Give back every line of the data below word for word, but leave the pictures out.

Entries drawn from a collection
● ● ● ● ●
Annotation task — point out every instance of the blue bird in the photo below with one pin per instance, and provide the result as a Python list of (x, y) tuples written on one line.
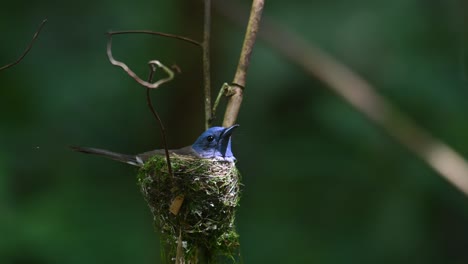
[(214, 143)]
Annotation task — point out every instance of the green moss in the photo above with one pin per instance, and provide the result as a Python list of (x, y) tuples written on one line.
[(205, 221)]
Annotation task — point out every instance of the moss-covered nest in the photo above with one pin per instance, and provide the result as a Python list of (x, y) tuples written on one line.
[(204, 223)]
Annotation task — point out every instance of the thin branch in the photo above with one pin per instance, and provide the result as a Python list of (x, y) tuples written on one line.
[(221, 92), (362, 96), (28, 48), (146, 84), (158, 118), (206, 62), (235, 100), (148, 32)]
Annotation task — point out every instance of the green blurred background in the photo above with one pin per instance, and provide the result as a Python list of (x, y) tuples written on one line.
[(322, 184)]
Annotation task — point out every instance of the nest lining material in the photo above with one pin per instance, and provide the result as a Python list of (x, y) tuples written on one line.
[(210, 191)]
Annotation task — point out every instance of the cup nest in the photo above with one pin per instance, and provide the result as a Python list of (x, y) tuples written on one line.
[(209, 191)]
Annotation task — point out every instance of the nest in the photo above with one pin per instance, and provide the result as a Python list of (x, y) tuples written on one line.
[(209, 194)]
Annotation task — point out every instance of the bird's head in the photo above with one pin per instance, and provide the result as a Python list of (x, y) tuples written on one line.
[(215, 143)]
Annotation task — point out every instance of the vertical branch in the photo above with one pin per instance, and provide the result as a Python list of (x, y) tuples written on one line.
[(155, 114), (235, 100), (206, 62)]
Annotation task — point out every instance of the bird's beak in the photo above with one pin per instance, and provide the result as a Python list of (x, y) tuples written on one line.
[(225, 141)]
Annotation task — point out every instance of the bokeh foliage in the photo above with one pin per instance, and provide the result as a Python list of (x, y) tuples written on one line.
[(322, 184)]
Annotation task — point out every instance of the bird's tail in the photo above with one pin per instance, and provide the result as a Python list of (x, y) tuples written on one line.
[(129, 159)]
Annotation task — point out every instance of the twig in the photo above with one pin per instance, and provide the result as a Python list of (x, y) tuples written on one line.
[(146, 84), (206, 62), (28, 48), (148, 32), (158, 118), (235, 100), (362, 96)]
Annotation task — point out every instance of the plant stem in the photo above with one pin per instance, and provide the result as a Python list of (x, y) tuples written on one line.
[(235, 100), (206, 62)]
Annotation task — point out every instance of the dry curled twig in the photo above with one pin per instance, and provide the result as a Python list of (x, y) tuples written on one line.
[(28, 48), (132, 74)]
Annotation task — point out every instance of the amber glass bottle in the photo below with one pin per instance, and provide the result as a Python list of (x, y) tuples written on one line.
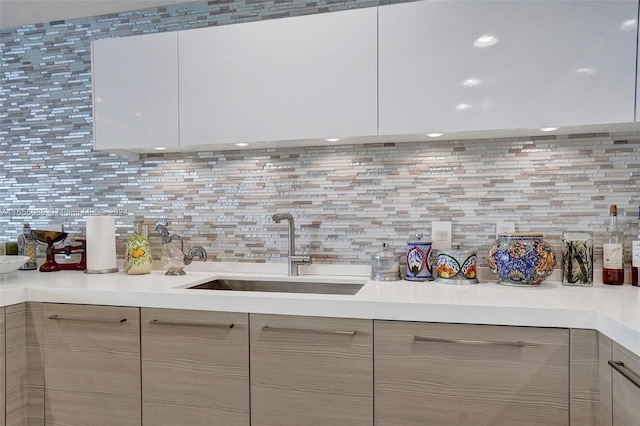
[(613, 251)]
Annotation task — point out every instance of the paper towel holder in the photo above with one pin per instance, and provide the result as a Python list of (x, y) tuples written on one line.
[(101, 245)]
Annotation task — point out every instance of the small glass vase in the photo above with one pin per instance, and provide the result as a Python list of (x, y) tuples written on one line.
[(521, 259), (138, 259)]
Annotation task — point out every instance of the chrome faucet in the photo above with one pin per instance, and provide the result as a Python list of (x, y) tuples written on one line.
[(294, 260)]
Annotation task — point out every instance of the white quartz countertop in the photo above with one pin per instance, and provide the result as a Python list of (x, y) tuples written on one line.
[(612, 310)]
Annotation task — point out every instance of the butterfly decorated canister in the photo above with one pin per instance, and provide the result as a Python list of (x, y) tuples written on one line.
[(419, 259), (456, 266)]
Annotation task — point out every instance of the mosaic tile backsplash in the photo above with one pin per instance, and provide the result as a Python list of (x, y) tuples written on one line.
[(346, 200)]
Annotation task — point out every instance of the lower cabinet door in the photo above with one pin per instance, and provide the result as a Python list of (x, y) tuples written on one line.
[(92, 365), (195, 368), (308, 371), (625, 387), (454, 374)]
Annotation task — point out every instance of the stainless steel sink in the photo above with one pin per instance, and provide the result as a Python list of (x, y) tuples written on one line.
[(280, 286)]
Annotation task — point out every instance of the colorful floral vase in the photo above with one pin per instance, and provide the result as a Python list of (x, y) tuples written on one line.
[(521, 259)]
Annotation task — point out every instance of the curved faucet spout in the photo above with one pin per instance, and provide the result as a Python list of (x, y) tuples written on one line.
[(294, 260)]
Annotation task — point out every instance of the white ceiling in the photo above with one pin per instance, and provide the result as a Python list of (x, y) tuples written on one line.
[(14, 13)]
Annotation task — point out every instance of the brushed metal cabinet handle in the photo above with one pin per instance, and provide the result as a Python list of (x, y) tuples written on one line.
[(626, 372), (87, 319), (309, 330), (192, 324), (517, 344)]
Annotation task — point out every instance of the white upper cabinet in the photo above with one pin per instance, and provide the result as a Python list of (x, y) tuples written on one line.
[(284, 79), (135, 92), (479, 65)]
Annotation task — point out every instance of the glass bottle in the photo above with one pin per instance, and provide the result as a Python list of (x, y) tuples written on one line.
[(635, 253), (138, 259), (27, 247), (613, 251)]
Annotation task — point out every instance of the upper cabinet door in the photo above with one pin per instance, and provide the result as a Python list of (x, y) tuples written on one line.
[(284, 79), (479, 65), (135, 92)]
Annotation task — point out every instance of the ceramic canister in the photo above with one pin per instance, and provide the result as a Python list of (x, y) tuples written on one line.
[(419, 260), (456, 266), (521, 259)]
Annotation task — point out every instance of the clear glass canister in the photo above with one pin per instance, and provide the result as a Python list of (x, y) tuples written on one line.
[(385, 266), (138, 259)]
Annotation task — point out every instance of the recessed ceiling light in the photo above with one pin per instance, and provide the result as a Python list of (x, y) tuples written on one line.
[(470, 82), (485, 40), (629, 24), (586, 70)]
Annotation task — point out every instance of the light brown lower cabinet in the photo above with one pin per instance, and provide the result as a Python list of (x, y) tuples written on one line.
[(311, 371), (92, 365), (625, 387), (584, 404), (195, 368), (456, 374), (2, 367)]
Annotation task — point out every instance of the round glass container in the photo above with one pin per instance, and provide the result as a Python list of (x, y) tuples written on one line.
[(385, 266)]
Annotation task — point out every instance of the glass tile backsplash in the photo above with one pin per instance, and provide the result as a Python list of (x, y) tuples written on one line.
[(346, 200)]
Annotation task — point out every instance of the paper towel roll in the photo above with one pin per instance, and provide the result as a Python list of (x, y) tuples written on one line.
[(101, 245)]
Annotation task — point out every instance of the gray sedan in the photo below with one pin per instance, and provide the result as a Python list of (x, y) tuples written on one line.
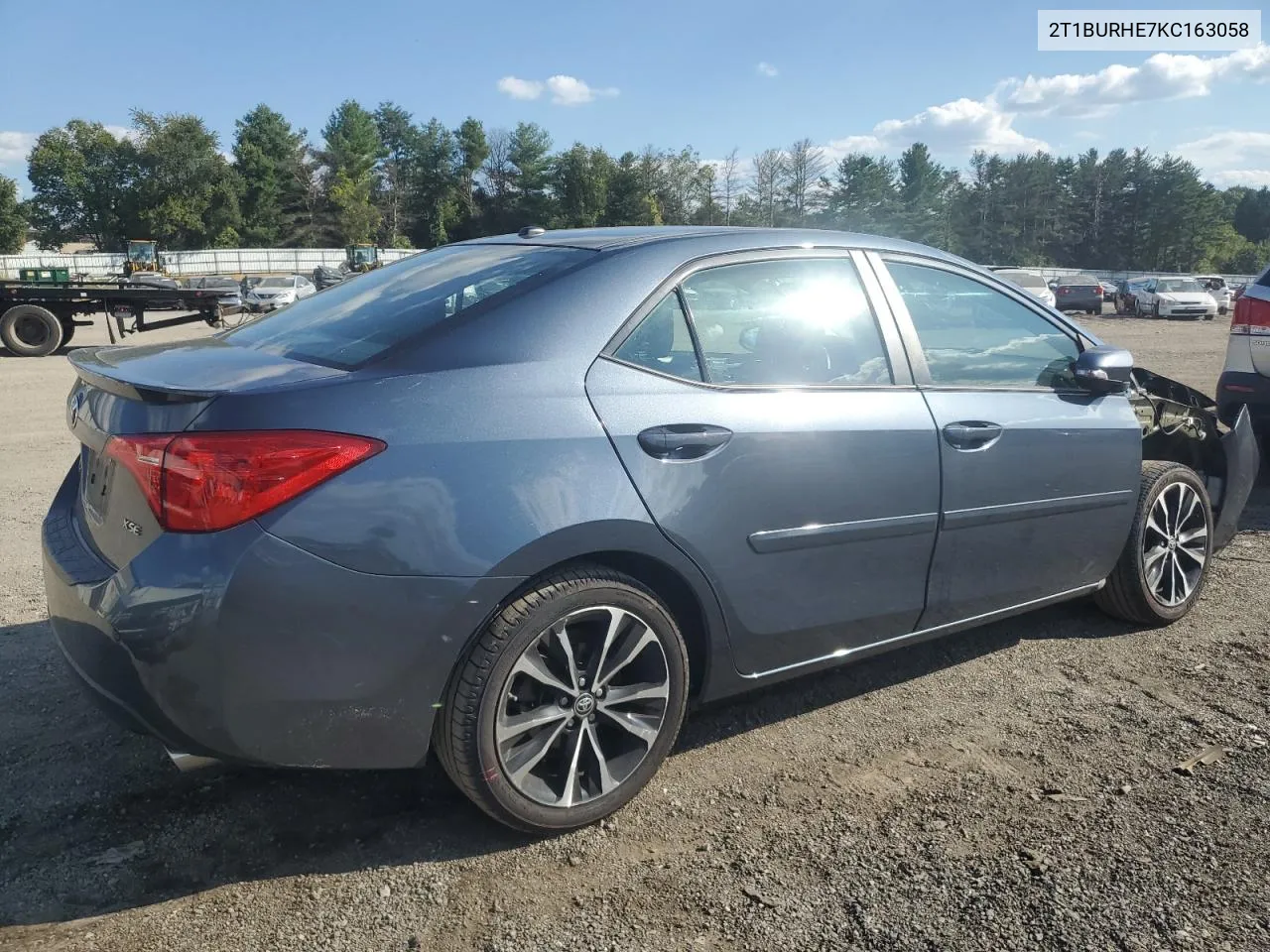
[(521, 499)]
● ● ● ● ●
**Answer to the task**
Annotation task — point out every instance of the blue bird in the photo below with one pin per instance, and provide the result as a Python list of (x, y) tuples written on one line.
[(214, 143)]
Annotation task — point out every instance of the green moss in the photo above with one pin per instance, and provide the result as a Python list of (x, y) tuples written on one line.
[(205, 221)]
Annotation task — point out every instance of the moss-covered nest in the photo above with one pin per instance, and provide the result as a Python list of (x, y) tuples written on one line.
[(204, 223)]
Annotation task — point out every instance of the thin branch in the photo above with one pin per instance, and provide the result as a Python list of (x, y) tuples written on one line.
[(221, 92), (362, 96), (28, 48), (146, 84), (158, 118), (206, 62), (235, 100), (148, 32)]
Annotation task — point out every instance of the green blurred background in the photo above with one pin per instance, and provide the result as a Python list of (x, y) tuples written on one line.
[(322, 184)]
Annotation task — point out every instance of the nest lining material in the photo above with one pin per instance, and provide the result as a Python list of (x, y) tuples written on one line.
[(210, 191)]
Annotation task — point out every instance of the cup nest in the photo above with one pin per instance, and provide the result as a Python list of (x, y) tuples written on one line.
[(209, 191)]
Annotation task — point out every instance of the nest in the photo above with one pin per instance, and provide the result as a Python list of (x, y) tuples written on one line.
[(209, 194)]
Annotation task — point out every instance of the bird's head in the photo above with one pin per instance, and provide the result as a Python list of (x, y) tuples written on one line.
[(215, 143)]
Annotation task — point out every instance of the vertical branch in the photo above with one pin per instance, and provide the result as a Python list of (x, y) tuples written on one line.
[(155, 114), (235, 100), (206, 62)]
Annotation task — point out every instance of the bird's beak in the photo above with one pin per instance, and provide the result as a Python list of (x, y) tuples written on one line.
[(225, 141)]
Annotation task — point out every instance of the bokeh foliage in the photo above with one pin per instance, and provide the result as a Python list of (x, y) tuples written on one line.
[(322, 184)]
Annotation task — point out every instance of the bird's tail in the photo above with one pin per instance, and provide the result as a Python list of (x, y) tuples written on one line.
[(129, 159)]
Annotation task — point out every instance of the twig in the photo above with one pin per instance, and provide the result as a Python list of (x, y) tuples written on one line.
[(146, 84), (206, 62), (28, 48), (148, 32), (158, 118), (235, 100), (362, 96)]
Annotation task — point out every instance of the plant stem in the photo above with one pin per instance, and provide the result as a Python list of (x, y) tuples written on one line.
[(235, 100), (206, 62)]
Annotation task — point out every instance of the dry curled twig in the photo above with one pin per instance, and provide the result as a Python list of (x, y) tuples written on one line.
[(28, 48), (132, 74)]
Annotation task — point out every instance of the amber glass bottle in the photo below with one pin per instance, and provide the result as a Python list of (x, y) tuples written on one line.
[(613, 251)]
Annotation task — point out every instance of the paper towel holder in the photo above with one pin per instance, and provide the result as a Python list of (x, y) tuples written on one line.
[(101, 245)]
Annotation task — point out every instance of the small glass vase in the photo above with one pin per instance, and provide the result as a Python list of (x, y) tuples written on one line.
[(521, 259), (138, 259)]
Annotation task — point out every instance of the chrome faucet in the photo above with one pin per instance, and provide the result as a Python list of (x, y) tuples written on one line.
[(294, 260)]
Annotation task — point out every instance of the white quartz countertop in the photo above with one pin per instance, and provide the result as a Python list of (x, y) tuples written on one line.
[(612, 310)]
Annotation task — point out every instance of the butterfly decorated canister in the photo above with one pin per instance, and provide the result as a Python list of (x, y) tuples written on one line.
[(419, 259), (456, 266)]
Annotation task — point out every instance of the mosaic tile backsplash in the photo above with one pin per instance, and provide the result as a Python list of (x, y) tuples written on one line.
[(346, 200)]
Annotation task — point out every instance of the lower cabinet door in the photo above with one pin per instance, and provide the result as a Python list of (x, y) tuples written on one line.
[(92, 365), (195, 368), (308, 371), (625, 387), (454, 374)]
Annotation task — point out every instance of the stainless steel sink in the photo above with one pin per instance, and provide the result as a Python list of (x, y) tuples written on one line.
[(280, 286)]
Annotation task — point out every instance of the colorful floral vase in the photo above with one pin per instance, and provide the result as a Python list of (x, y) tuples written on one line.
[(521, 259)]
Annotation task — point out every instance of the curved faucet spout in the photo above with one pin per instance, and provide the result as a Python list of (x, y) tuples written on one line.
[(294, 260)]
Annotation task — point out every instance of the white ceiling in the photo above with one pin per instance, and provide the result as a Python list of (x, y) tuples written on one line.
[(14, 13)]
Annotation task — point out every instance of the brushed metal cabinet handle in the photo above with one pin per instance, and provide the result as a Python list of (x, y) tuples written on one line.
[(626, 372), (87, 319), (309, 330), (192, 324), (517, 344)]
Annotation task — point out every instance of the white upper cabinet in the photo above with one pin per instance, and provide the result as a Python list of (x, y) tuples written on one line.
[(284, 79), (135, 92), (479, 65)]
Annotation task — point out every instance of the glass bottle in the photo above with one pin per instance, and provide the result as a Python list of (x, y) tuples written on one line.
[(635, 253), (138, 259), (27, 247), (613, 251)]
Annotation task — point out every instance of the upper cabinet door in the photo above with one pin per instance, and provide the result as a Python list of (x, y) tuples written on one line.
[(284, 79), (479, 65), (135, 92)]
Annotation task — point out every instance of the ceramic canister in the photo above with one pin per instance, and provide the result as a Python list of (x, y) tuples written on one line.
[(419, 260), (456, 266), (521, 259)]
Annotation task — point out every instance of the clear glass canister in the photo above with one pin per instance, and provide the result as a Python list of (x, y) tuples written on one line.
[(385, 266), (138, 259)]
Annotation task — point out every instance of the recessed ceiling light in the photo above with one pin per instance, and provide the result as a Python list of (x, y) tuples written on one line.
[(470, 82), (485, 40), (629, 24), (586, 70)]
Annotation task — point out every instance of the light brown lower cabinet in the photo above with one pin per instance, and provide the result as a Python list of (x, y) tuples written on one line.
[(311, 371), (92, 365), (625, 387), (584, 404), (195, 368), (456, 374), (2, 367)]
Annotation task — point out every instance of the round glass container in the photo above with one pin per instance, and provide the result as a Python list of (x, y) tuples written on one line.
[(385, 266)]
Annotation task — point out every instance of the glass tile backsplash in the photo above with one pin per instance, and provide the result as a Python list of (x, y) tuples written on one line.
[(346, 200)]
Annotation task — point out every instance of the paper towel roll in the photo above with one pin per instance, and provide the result as a Python list of (x, y) tuples written on one line.
[(101, 245)]
Annotation task — point out every instance of the gray sedan in the photo below with one pin per instance, and provide the result as a Python list of (x, y) tuples written on one line.
[(521, 499)]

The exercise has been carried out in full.